Could you copy the lines below exactly, leaving none out?
━━ EXTRACTED DATA
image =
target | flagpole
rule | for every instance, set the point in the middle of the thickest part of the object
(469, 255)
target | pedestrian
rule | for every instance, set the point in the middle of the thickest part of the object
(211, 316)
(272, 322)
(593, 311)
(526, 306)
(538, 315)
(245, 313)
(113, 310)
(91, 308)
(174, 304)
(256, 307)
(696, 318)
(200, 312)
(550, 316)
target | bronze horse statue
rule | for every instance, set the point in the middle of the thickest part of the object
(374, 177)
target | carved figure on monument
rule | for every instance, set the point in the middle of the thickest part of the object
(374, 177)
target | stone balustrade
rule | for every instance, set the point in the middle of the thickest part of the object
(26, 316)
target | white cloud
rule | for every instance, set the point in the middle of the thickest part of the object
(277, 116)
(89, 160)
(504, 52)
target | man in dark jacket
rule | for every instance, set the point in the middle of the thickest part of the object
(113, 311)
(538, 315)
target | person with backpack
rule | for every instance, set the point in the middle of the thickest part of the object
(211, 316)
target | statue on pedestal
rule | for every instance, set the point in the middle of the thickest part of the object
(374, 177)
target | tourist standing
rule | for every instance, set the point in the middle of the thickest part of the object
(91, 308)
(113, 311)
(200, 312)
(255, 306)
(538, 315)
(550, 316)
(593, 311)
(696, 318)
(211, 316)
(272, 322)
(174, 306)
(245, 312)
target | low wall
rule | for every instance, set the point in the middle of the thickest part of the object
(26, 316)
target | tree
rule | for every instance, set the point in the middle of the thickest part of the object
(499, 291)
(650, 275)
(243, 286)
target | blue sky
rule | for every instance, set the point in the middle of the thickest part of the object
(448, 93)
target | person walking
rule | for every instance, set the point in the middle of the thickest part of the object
━━━━
SOLUTION =>
image =
target | flagpole
rule | for every instance, set the point in the middle of the thickest part of the object
(469, 255)
target | pedestrian
rule | for every instance, set the point in the middle of the thickest part of the object
(211, 316)
(272, 322)
(593, 311)
(526, 306)
(538, 315)
(245, 313)
(113, 310)
(91, 308)
(174, 304)
(256, 307)
(696, 318)
(200, 312)
(550, 316)
target | bronze horse statue
rule | for every instance, set the point in the middle of the thickest part of the object
(374, 177)
target | carved figure on monument
rule | for every instance, set the point in the middle of the thickest part of the object
(374, 177)
target | stone balustrade
rule | for every instance, set the point in the middle of the thickest part of the object
(26, 316)
target | white cloud
rule | for every instance, set the point in the middle of the thickest part of the object
(277, 116)
(89, 160)
(504, 52)
target | man in dark jacket
rule | for every instance, set the point in the middle of the thickest part of the object
(113, 311)
(538, 315)
target | person with backpack
rule | for every instance, set the point in the middle of the thickest part of the object
(211, 316)
target | statue on pedestal
rule | for every instance, set the point in the middle of the thickest part of the object
(374, 177)
target | tourist standing
rule | for every instance, set the point in the middle of the thickest part of the object
(91, 308)
(113, 311)
(200, 312)
(255, 306)
(538, 315)
(550, 316)
(593, 311)
(696, 318)
(211, 316)
(272, 322)
(174, 306)
(245, 312)
target | low wall
rule | for every instance, set the point in the middle of the thickest part of the object
(26, 316)
target | tree
rule | for every instance, set the point in the middle of the thickest part of the object
(499, 291)
(650, 275)
(243, 286)
target | blue sky
rule | for every instance, set the point in the middle of the thickest part of the object
(448, 93)
target | person walking
rule | for every instance, set the point in the middle of the thickest part of the object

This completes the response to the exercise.